» **WRITTEN INSTRUCTION A**
Which cards does the poker thread below name with both a rank and a suit?

» **SOURCE TEXT**

• • • • •

When are you going to risk your chips?

So far, I have mentioned about Passive and Active learning and how that is going to affect your game. Now I have to ask you when are you going to risk your chips? I am not talking about short tacks and dunking. I am talking about when do you think it is right time to risk to build your stack for the later game?
We are again going into a territory between theoretical and practical approach and I would welcome both. It is not only about which hand has more chance and which has less, it also involves what situation and what type of players you will face and deal. If you have any classic experience, please share with us. It will help others to understand as well.

1 Like

You mean tournaments, right?

right

1 Like

LOL

YES it is. It is rather not going to matter as much i cash games than tournaments since cash game deals with hands hand by hand. But tournaments can be more tricky since you have to think of long terms as you have to progress many levels.

1 Like

Of course it all depends on the field/players at your table, but here is my general approach:

Early stages (avg. stack >100bb)
-See as many flops as possible. Play trash from late position (I’ll open hands like T7 suited from the button at a decent clip).
-Identify fish and get in as many pots with them as possible; look to build a stack by exploiting mistakes and make big hands as we can see a lot of cheap flops (many players don’t raise/3bet enough, and don’t size big enough when they do).
-Play your backdoors. If we raise with QdJd and the flop comes 3d 7c 9s, we have two overs, a backdoor straight draw and a backdoor flush draw. We should not be folding to a less-than-large bet at too high a frequency; if we complete any of our draws there’s a high chance we will have the best hand, and it will be disguised, so we can expect to extract a lot of value. If we are not taking advantage of implied odds in the early, low-blind stages (the only part of the tournament where we can even have such lucrative implied odds in the first place), we are leaving a lot of value on the table.
-Be willing to let go of a strong starting hand when facing big resistance. Most players aren’t playing their draws or medium-strength hands very aggressively at this stage, so if they fight back hard, they usually “have it” more often than not. “You can’t win the tournament in the early stages, but you can lose it.”

• • • • •

» **WRITTEN INSTRUCTION B**
Show every line of the entries below that contains the string "table".

• • • • •

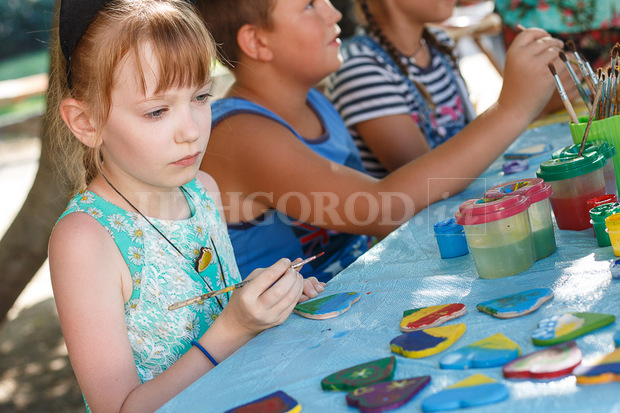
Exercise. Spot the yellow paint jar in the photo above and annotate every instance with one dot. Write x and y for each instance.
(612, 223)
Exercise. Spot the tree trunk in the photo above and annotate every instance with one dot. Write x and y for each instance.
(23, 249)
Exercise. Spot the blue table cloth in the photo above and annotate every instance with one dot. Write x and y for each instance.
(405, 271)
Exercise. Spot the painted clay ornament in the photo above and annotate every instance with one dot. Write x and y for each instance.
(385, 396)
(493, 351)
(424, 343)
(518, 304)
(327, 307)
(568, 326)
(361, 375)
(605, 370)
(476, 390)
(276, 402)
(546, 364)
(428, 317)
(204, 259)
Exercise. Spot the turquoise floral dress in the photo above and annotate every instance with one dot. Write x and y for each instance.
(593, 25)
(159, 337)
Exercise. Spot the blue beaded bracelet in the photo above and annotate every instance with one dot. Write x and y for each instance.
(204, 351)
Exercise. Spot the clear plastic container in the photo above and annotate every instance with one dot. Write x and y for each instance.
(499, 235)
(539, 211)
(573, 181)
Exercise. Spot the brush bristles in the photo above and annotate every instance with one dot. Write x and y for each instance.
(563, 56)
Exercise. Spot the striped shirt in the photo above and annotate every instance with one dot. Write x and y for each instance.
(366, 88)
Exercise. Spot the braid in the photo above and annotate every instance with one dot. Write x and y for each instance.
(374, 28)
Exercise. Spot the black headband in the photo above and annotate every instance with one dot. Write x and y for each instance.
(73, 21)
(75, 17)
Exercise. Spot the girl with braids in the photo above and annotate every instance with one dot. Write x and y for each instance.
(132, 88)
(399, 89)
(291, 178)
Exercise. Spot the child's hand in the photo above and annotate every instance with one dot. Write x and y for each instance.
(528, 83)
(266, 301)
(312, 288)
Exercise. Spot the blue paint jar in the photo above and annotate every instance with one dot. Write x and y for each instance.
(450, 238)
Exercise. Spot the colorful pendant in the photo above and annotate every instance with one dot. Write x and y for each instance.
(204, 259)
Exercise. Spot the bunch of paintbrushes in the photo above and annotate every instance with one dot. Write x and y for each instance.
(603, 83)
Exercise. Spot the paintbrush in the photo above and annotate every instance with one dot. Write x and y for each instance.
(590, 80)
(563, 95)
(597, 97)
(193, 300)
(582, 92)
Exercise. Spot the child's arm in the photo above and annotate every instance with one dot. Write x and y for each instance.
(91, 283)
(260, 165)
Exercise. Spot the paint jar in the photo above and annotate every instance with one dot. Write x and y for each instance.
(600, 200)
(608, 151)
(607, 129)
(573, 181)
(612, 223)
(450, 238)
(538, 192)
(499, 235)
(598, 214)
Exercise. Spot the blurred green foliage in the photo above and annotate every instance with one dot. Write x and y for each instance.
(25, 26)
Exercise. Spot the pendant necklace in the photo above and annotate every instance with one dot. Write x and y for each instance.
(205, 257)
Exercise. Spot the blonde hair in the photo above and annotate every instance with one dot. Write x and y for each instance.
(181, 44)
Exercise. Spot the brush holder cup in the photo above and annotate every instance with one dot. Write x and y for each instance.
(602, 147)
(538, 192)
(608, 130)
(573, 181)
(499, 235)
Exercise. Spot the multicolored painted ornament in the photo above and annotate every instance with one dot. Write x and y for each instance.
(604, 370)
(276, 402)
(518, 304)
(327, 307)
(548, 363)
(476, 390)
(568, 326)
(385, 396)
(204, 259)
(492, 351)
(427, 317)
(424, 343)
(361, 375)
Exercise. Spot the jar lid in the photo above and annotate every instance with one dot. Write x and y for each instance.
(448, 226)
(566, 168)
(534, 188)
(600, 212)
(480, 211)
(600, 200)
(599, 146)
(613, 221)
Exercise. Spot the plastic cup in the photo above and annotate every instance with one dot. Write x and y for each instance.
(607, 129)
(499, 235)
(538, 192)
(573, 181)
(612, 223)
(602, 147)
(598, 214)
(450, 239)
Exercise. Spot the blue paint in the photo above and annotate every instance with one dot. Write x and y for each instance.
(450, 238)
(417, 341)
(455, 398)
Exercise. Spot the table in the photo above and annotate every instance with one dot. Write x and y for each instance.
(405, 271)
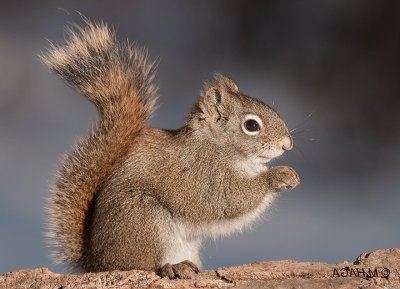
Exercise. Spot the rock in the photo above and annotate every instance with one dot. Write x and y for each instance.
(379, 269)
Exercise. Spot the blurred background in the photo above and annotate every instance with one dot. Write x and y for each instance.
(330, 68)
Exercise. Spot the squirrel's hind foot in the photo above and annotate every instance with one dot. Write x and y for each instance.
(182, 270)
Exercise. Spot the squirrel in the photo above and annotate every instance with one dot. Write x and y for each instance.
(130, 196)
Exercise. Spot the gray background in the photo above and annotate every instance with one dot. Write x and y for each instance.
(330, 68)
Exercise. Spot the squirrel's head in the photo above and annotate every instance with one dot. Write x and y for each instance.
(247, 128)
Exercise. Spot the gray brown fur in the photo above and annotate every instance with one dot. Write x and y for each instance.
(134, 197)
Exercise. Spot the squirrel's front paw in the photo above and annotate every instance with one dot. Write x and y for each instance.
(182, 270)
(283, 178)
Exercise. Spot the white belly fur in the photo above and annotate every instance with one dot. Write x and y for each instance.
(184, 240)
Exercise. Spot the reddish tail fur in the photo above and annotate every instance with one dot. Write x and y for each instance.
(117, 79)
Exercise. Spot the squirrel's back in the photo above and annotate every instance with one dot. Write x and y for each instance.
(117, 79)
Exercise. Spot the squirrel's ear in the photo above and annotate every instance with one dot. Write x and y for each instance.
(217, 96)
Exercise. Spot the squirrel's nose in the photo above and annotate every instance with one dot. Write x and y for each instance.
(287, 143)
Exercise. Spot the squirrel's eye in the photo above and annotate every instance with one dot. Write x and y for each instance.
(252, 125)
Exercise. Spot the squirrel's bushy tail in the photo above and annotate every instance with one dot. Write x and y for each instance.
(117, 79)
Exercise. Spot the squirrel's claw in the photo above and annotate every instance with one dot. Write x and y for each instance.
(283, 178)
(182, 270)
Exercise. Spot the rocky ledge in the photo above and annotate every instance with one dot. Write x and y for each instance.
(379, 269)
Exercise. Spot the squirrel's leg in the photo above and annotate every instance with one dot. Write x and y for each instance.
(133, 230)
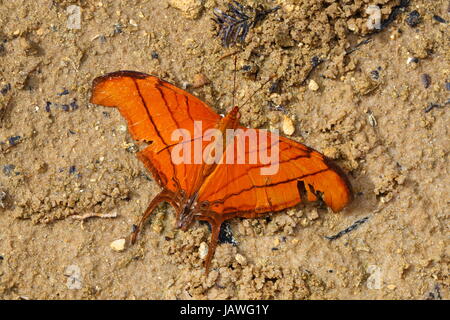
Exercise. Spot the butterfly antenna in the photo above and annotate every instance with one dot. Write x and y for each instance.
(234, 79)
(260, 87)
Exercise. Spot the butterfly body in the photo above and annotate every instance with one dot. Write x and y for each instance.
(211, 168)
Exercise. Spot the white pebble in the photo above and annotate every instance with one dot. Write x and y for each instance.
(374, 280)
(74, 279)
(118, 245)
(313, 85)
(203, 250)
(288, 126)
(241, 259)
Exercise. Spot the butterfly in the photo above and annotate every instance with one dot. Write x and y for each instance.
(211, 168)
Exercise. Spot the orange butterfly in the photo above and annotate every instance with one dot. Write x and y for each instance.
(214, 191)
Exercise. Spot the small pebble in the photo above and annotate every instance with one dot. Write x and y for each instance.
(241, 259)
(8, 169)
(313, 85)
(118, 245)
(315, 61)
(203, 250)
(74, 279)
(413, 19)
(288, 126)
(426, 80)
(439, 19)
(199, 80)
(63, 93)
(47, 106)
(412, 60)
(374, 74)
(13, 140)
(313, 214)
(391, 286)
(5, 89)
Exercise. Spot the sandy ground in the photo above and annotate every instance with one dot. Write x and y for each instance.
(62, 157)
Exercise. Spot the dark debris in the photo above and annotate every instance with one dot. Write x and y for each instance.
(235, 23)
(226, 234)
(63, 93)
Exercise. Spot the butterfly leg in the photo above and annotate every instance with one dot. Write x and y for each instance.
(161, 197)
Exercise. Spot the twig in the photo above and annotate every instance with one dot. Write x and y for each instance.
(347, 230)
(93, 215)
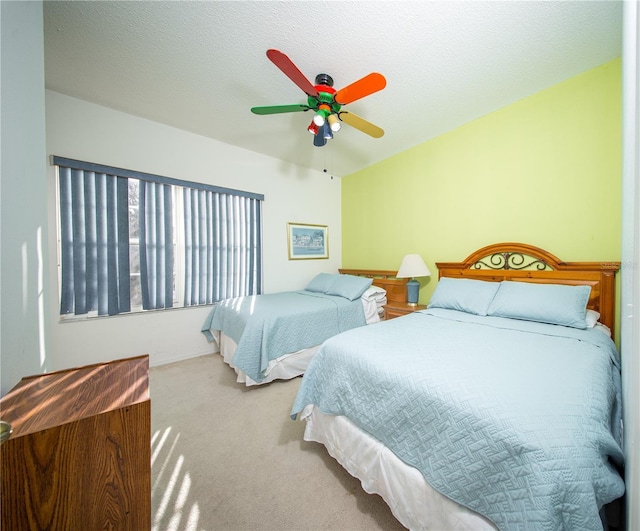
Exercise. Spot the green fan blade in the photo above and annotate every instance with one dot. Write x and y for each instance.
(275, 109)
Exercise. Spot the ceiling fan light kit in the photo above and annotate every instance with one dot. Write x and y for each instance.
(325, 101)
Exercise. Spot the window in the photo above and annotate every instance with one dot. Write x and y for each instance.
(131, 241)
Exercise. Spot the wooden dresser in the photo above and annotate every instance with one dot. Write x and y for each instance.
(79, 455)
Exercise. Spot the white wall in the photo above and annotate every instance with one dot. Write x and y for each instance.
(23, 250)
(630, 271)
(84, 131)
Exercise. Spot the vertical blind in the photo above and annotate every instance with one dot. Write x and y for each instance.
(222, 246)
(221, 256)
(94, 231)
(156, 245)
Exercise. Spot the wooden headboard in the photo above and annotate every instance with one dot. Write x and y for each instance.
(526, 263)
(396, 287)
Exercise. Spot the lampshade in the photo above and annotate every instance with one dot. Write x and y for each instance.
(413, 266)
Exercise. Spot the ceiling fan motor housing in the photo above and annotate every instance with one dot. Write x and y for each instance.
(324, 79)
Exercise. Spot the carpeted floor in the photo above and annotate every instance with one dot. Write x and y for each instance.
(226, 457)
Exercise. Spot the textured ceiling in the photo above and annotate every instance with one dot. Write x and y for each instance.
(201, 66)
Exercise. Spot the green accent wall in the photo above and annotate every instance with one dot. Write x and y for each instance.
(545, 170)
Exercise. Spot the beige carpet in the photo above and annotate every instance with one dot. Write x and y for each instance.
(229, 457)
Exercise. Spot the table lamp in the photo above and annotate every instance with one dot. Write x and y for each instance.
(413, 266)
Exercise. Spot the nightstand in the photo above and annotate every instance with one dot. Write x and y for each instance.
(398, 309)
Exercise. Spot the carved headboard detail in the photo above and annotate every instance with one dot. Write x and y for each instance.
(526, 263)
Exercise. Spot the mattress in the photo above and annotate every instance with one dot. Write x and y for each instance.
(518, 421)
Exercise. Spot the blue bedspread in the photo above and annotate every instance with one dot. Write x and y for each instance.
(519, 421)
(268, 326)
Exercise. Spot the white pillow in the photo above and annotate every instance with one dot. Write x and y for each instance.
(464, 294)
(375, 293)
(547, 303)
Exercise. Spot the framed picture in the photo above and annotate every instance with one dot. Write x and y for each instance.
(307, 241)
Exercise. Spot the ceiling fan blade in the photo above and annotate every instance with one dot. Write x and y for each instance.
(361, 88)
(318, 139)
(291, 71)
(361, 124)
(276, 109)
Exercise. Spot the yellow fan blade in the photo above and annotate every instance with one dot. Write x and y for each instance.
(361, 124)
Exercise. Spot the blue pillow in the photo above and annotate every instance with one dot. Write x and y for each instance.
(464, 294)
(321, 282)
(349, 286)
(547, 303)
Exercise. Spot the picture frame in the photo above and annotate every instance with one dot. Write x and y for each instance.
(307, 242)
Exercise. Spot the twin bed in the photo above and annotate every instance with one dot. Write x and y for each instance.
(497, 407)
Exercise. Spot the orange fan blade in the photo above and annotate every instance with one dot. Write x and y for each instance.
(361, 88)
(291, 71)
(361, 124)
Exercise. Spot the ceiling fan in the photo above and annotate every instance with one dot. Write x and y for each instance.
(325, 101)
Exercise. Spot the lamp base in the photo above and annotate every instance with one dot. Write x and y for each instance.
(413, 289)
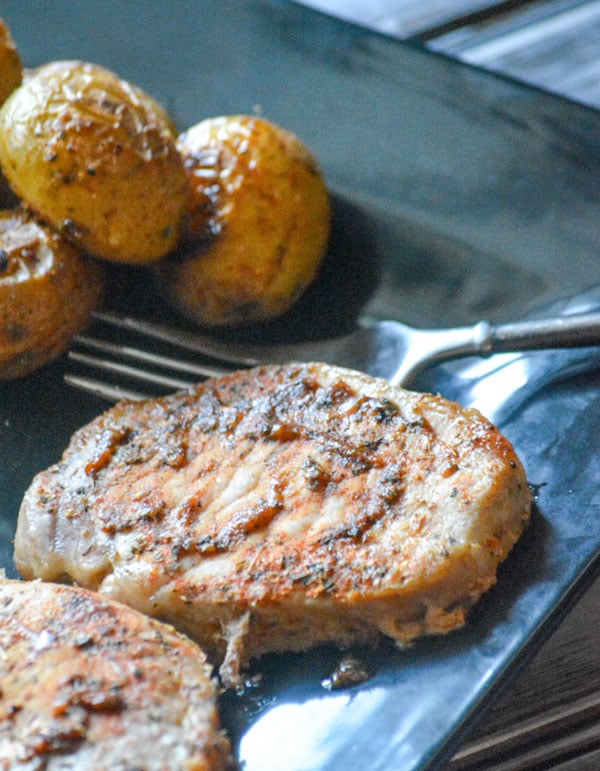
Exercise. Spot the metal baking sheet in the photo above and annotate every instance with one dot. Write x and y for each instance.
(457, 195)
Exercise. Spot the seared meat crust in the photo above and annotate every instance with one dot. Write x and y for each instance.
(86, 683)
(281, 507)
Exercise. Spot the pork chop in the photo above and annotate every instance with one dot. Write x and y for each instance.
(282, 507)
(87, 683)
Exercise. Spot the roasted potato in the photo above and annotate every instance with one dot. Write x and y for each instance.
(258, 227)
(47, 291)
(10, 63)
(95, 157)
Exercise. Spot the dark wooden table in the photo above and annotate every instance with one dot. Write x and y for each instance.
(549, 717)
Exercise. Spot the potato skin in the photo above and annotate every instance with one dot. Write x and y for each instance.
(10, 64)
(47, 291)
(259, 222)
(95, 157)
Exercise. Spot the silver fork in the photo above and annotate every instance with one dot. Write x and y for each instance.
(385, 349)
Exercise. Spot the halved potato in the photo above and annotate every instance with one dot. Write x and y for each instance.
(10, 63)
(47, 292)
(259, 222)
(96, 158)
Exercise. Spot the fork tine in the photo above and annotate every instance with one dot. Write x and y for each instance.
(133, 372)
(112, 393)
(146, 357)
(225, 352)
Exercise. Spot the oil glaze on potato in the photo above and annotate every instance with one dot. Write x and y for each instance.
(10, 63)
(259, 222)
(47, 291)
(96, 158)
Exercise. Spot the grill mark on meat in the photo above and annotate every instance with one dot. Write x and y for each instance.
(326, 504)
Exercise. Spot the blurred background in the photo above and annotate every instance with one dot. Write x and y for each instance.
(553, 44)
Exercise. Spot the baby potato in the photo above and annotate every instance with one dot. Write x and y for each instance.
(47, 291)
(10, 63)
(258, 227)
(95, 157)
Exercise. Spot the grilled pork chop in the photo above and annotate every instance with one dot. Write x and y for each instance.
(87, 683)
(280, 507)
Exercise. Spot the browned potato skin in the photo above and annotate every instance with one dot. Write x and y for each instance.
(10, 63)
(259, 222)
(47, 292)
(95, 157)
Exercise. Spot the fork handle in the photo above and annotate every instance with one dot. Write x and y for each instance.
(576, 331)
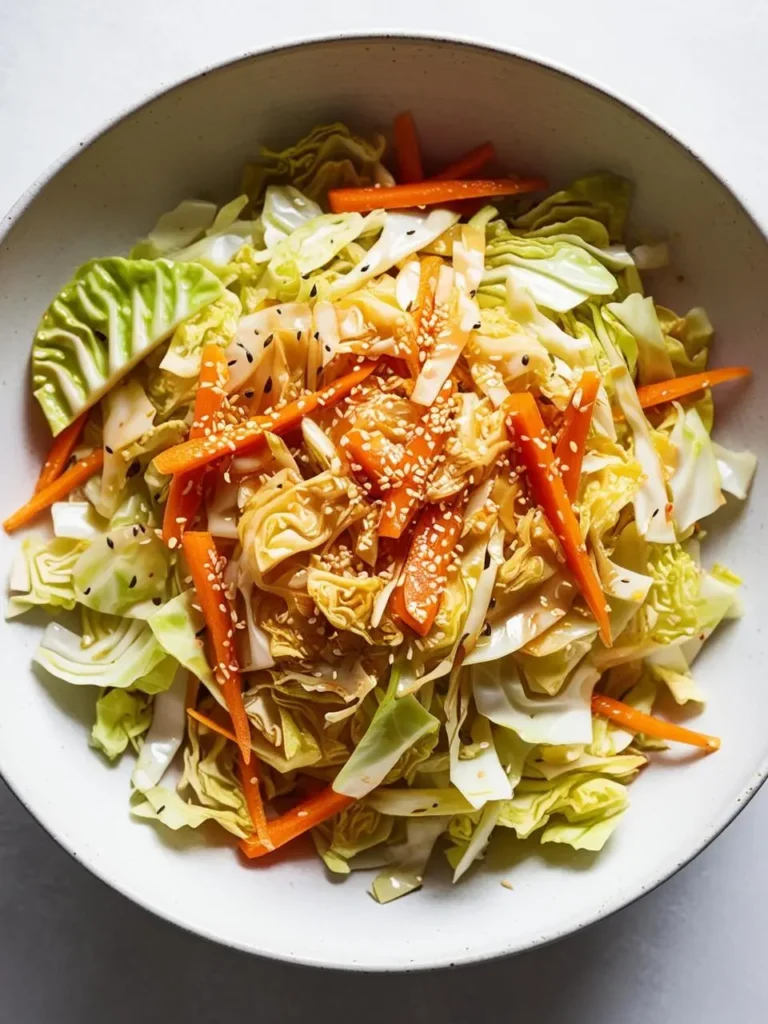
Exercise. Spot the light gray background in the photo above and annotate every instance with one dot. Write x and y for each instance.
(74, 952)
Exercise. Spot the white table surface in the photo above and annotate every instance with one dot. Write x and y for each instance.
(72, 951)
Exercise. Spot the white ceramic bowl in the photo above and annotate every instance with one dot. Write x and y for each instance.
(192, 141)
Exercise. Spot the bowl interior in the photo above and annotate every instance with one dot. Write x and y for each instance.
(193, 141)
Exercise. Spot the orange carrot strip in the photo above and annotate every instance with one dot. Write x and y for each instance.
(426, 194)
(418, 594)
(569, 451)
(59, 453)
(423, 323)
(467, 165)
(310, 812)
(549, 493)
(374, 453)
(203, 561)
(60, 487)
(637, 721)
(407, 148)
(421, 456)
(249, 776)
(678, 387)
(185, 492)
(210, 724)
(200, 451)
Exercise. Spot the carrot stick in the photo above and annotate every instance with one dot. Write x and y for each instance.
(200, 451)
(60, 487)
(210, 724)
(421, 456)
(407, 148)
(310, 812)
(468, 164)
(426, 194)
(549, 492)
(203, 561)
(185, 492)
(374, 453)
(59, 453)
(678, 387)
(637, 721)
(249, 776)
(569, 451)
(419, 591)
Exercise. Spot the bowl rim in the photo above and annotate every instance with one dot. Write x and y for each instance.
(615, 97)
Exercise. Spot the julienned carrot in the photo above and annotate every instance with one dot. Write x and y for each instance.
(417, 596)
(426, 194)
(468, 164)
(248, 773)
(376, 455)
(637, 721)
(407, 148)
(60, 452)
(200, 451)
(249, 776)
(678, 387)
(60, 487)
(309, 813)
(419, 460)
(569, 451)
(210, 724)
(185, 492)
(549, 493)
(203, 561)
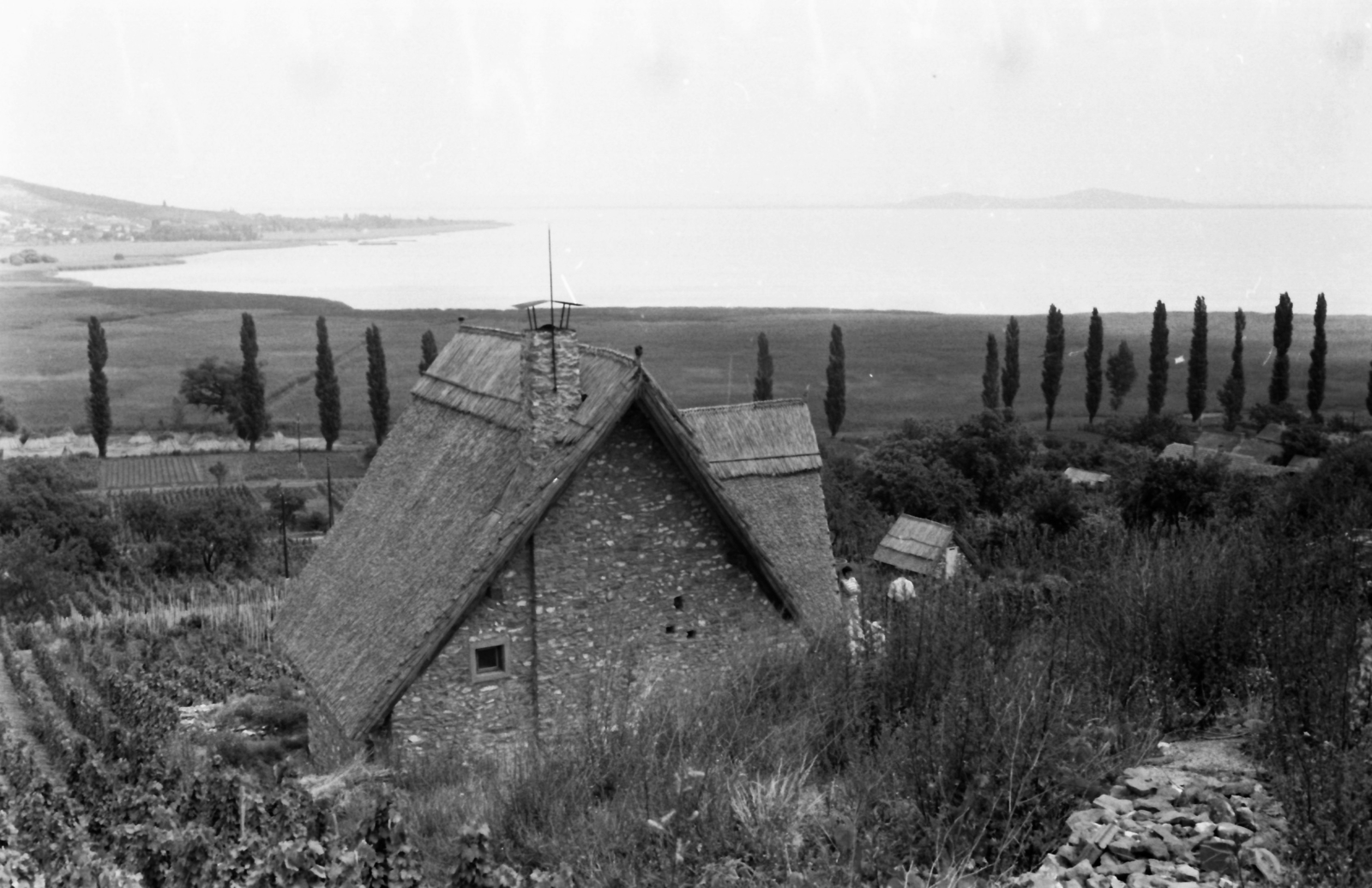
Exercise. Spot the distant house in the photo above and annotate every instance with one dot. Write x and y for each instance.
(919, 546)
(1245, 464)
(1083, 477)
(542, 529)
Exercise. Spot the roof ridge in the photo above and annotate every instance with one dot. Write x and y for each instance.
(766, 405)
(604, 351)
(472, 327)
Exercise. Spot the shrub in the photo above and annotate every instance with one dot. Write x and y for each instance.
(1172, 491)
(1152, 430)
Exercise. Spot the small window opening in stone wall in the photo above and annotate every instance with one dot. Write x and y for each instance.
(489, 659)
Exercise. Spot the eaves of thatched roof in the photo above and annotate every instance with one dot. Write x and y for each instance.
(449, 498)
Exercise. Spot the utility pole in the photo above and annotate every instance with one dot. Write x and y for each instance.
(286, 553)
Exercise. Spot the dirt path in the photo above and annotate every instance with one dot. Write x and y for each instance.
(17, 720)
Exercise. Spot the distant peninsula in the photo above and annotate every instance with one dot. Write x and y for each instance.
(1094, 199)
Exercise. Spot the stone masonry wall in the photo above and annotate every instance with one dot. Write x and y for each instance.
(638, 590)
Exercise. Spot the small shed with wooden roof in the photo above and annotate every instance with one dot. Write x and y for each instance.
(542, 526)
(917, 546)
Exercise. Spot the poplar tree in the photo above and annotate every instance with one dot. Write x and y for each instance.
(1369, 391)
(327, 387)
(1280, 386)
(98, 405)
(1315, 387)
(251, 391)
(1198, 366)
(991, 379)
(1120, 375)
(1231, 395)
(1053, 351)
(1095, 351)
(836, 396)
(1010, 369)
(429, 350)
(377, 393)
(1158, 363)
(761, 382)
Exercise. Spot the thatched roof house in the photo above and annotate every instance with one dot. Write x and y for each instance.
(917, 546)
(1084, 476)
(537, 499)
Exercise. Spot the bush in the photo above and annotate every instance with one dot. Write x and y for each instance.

• • • • •

» **WORKED ANSWER A**
Qd, Jd, 3d, 7c, 9s

» **WORKED ANSWER B**
Exercise. Spot the blue table cloth in the photo above and annotate every instance with one dot. Write x and y for each instance.
Exercise. Spot the table in the photo above and annotate every instance with one dot. Write x and y for each instance.
Exercise. Spot the table lamp in the photo above and annotate every instance with one dot. Write x and y for each instance.
Exercise. Spot the dark wooden table in the photo above and annotate every instance with one dot. Write x and y for each instance.
Exercise. Spot the white table surface in the photo above and annotate every instance with one dot. Write x and y for each instance.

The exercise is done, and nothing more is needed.